PROBLEM DETAILS:
Every record must appear in the response exactly as given.

Collected data
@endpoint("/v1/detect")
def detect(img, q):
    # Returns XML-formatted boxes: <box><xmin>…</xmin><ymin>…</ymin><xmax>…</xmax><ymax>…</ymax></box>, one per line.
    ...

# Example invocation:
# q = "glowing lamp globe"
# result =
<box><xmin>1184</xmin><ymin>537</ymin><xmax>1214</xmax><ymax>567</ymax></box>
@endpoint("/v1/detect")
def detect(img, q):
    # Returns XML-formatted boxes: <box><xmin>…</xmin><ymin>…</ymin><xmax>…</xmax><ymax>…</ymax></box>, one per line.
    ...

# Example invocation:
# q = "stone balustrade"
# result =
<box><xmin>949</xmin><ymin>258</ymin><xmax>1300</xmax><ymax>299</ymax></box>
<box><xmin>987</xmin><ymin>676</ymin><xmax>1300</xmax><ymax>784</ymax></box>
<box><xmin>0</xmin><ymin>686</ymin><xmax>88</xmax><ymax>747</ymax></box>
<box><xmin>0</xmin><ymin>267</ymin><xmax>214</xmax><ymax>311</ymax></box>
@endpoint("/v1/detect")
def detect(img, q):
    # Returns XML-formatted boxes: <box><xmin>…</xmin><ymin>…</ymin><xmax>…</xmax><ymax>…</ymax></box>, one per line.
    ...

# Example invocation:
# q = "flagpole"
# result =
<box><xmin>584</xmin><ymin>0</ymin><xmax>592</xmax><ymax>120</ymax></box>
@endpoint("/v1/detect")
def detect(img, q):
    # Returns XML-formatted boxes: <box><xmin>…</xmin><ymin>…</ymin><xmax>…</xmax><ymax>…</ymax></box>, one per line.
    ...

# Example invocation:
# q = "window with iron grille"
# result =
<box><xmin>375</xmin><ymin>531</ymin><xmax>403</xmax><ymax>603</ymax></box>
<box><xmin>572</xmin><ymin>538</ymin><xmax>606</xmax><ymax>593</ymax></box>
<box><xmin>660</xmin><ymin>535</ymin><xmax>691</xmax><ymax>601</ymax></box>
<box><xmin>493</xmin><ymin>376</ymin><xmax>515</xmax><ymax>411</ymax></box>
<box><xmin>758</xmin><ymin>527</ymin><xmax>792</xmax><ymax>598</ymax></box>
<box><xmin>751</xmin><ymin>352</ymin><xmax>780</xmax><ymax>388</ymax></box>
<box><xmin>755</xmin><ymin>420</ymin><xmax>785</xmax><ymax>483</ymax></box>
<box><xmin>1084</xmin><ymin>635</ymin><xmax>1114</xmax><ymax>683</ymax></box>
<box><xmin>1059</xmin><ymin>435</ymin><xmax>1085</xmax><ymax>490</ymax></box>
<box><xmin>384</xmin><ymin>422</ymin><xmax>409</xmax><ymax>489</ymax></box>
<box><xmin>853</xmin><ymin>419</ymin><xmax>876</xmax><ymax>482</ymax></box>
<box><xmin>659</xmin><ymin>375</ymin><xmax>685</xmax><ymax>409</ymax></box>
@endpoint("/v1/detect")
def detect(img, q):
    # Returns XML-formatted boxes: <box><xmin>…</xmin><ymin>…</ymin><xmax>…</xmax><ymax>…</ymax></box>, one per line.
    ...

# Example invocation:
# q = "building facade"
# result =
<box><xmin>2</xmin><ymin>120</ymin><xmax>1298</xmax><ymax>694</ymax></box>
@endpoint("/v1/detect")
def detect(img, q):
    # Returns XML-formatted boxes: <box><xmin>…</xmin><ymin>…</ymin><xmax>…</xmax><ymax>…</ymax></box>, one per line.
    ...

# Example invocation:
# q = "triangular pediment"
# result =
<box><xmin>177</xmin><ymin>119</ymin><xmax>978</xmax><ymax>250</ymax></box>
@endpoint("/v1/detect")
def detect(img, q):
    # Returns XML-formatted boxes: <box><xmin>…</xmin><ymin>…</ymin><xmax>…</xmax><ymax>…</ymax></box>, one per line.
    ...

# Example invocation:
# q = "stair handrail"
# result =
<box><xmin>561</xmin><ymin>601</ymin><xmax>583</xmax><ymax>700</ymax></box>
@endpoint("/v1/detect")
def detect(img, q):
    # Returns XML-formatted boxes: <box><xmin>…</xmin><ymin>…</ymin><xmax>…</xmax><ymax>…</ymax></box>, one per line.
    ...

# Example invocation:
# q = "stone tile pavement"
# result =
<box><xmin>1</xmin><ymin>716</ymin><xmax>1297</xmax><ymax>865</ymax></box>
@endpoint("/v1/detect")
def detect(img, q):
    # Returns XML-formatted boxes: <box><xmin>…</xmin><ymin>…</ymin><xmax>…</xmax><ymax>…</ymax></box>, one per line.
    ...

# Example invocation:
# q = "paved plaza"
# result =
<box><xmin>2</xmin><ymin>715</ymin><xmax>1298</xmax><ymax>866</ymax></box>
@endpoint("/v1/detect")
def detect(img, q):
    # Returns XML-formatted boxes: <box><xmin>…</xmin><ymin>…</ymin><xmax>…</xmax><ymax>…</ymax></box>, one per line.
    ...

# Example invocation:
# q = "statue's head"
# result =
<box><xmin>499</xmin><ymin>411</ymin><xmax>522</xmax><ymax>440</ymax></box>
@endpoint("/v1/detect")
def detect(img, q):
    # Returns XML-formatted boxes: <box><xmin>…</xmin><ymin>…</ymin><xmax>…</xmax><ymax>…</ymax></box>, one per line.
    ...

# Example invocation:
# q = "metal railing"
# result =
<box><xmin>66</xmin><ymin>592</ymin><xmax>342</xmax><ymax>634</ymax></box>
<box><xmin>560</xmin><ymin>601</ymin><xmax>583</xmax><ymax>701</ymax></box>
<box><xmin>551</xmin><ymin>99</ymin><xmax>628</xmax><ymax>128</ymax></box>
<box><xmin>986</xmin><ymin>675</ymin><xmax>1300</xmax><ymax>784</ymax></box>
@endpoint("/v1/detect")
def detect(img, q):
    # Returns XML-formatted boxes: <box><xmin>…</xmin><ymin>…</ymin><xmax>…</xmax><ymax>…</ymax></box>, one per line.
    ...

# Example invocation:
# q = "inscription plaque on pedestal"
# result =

ANSWER AREA:
@endpoint("/v1/detect")
def detect(img, q):
    # Returns XML-formatted boxes: <box><xmin>…</xmin><ymin>…</ymin><xmax>…</xmax><ymax>…</ymax></box>, one per line.
    ...

# Example invocation:
# q = "glowing lamp globe"
# result =
<box><xmin>1184</xmin><ymin>537</ymin><xmax>1214</xmax><ymax>567</ymax></box>
@endpoint("/v1/detect")
def detect(img, q):
    # Returns XML-formatted boxes: <box><xmin>…</xmin><ymin>…</ymin><xmax>…</xmax><ymax>…</ymax></box>, one per line.
    ...

# Example invocation:
# q = "stone balustrade"
# result =
<box><xmin>949</xmin><ymin>258</ymin><xmax>1300</xmax><ymax>299</ymax></box>
<box><xmin>987</xmin><ymin>676</ymin><xmax>1300</xmax><ymax>784</ymax></box>
<box><xmin>0</xmin><ymin>686</ymin><xmax>88</xmax><ymax>747</ymax></box>
<box><xmin>0</xmin><ymin>267</ymin><xmax>214</xmax><ymax>311</ymax></box>
@endpoint("/v1/detect")
def detect(img, q):
    # Returns XML-formatted boxes: <box><xmin>…</xmin><ymin>…</ymin><xmax>…</xmax><ymax>…</ymax></box>, one per line.
    ...

# Example invocation:
# q = "flagpole"
# result =
<box><xmin>584</xmin><ymin>0</ymin><xmax>592</xmax><ymax>120</ymax></box>
@endpoint("/v1/detect")
def detect(img, q):
    # Returns XML-formatted boxes: <box><xmin>…</xmin><ymin>…</ymin><xmax>…</xmax><ymax>…</ymax></box>, one per line.
    ...

# Example invocation:
# q = "window with iron grille"
# result =
<box><xmin>375</xmin><ymin>531</ymin><xmax>403</xmax><ymax>603</ymax></box>
<box><xmin>572</xmin><ymin>538</ymin><xmax>606</xmax><ymax>593</ymax></box>
<box><xmin>660</xmin><ymin>535</ymin><xmax>691</xmax><ymax>601</ymax></box>
<box><xmin>493</xmin><ymin>376</ymin><xmax>515</xmax><ymax>411</ymax></box>
<box><xmin>758</xmin><ymin>527</ymin><xmax>792</xmax><ymax>598</ymax></box>
<box><xmin>751</xmin><ymin>352</ymin><xmax>780</xmax><ymax>388</ymax></box>
<box><xmin>755</xmin><ymin>420</ymin><xmax>785</xmax><ymax>483</ymax></box>
<box><xmin>1084</xmin><ymin>635</ymin><xmax>1114</xmax><ymax>683</ymax></box>
<box><xmin>1059</xmin><ymin>435</ymin><xmax>1085</xmax><ymax>490</ymax></box>
<box><xmin>384</xmin><ymin>422</ymin><xmax>409</xmax><ymax>489</ymax></box>
<box><xmin>853</xmin><ymin>419</ymin><xmax>876</xmax><ymax>482</ymax></box>
<box><xmin>659</xmin><ymin>375</ymin><xmax>685</xmax><ymax>409</ymax></box>
@endpoint("/v1/detect")
def detect(img, q):
    # Returns XML-formatted boxes: <box><xmin>…</xmin><ymin>…</ymin><xmax>…</xmax><ymax>…</ymax></box>, one per line.
    ...

# Example invocation:
# q = "building facade"
# result =
<box><xmin>2</xmin><ymin>120</ymin><xmax>1298</xmax><ymax>694</ymax></box>
@endpoint("/v1/detect")
def detect(img, q):
    # Returns XML-formatted boxes: <box><xmin>…</xmin><ymin>…</ymin><xmax>…</xmax><ymax>…</ymax></box>, one per line.
    ...

# Example invocation:
# q = "triangular pediment"
# result =
<box><xmin>177</xmin><ymin>119</ymin><xmax>978</xmax><ymax>250</ymax></box>
@endpoint("/v1/detect")
def detect(img, q):
    # Returns XML-formatted boxes: <box><xmin>…</xmin><ymin>…</ymin><xmax>…</xmax><ymax>…</ymax></box>, one per line.
    ...

# Example invocation:
# q = "stair handrail"
# result =
<box><xmin>561</xmin><ymin>601</ymin><xmax>583</xmax><ymax>700</ymax></box>
@endpoint("/v1/detect")
def detect(img, q):
    # Returns XML-formatted boxes: <box><xmin>…</xmin><ymin>…</ymin><xmax>…</xmax><ymax>…</ymax></box>, one per line.
    ...

# Example invocation:
# q = "stone tile pavement"
# result =
<box><xmin>1</xmin><ymin>716</ymin><xmax>1297</xmax><ymax>865</ymax></box>
@endpoint("/v1/detect")
def detect(img, q):
    # Returns XML-formatted boxes: <box><xmin>…</xmin><ymin>…</ymin><xmax>…</xmax><ymax>…</ymax></box>, one per line.
    ...

# Example invocation:
# q = "paved plaza"
# result =
<box><xmin>2</xmin><ymin>715</ymin><xmax>1298</xmax><ymax>866</ymax></box>
@endpoint("/v1/detect")
def detect(img, q):
    # Returns XML-formatted boxes: <box><xmin>…</xmin><ymin>…</ymin><xmax>…</xmax><ymax>…</ymax></box>, one per line.
    ...

# Example invocation:
# q = "statue's head"
# result =
<box><xmin>499</xmin><ymin>411</ymin><xmax>522</xmax><ymax>440</ymax></box>
@endpoint("/v1/detect")
def detect(img, q):
    # Returns XML-formatted boxes: <box><xmin>…</xmin><ymin>…</ymin><xmax>…</xmax><ymax>…</ymax></box>, one per line.
    ...

# Example invocation:
# q = "metal railing"
# result =
<box><xmin>66</xmin><ymin>592</ymin><xmax>342</xmax><ymax>634</ymax></box>
<box><xmin>560</xmin><ymin>601</ymin><xmax>583</xmax><ymax>701</ymax></box>
<box><xmin>551</xmin><ymin>99</ymin><xmax>628</xmax><ymax>128</ymax></box>
<box><xmin>986</xmin><ymin>675</ymin><xmax>1300</xmax><ymax>784</ymax></box>
@endpoint("/v1/detect")
def detect(img, q):
    # Returns XML-formatted boxes: <box><xmin>…</xmin><ymin>…</ymin><xmax>…</xmax><ymax>…</ymax></box>, one per line.
    ...

# Example invocation:
# q = "inscription plaque on pedestal"
# result =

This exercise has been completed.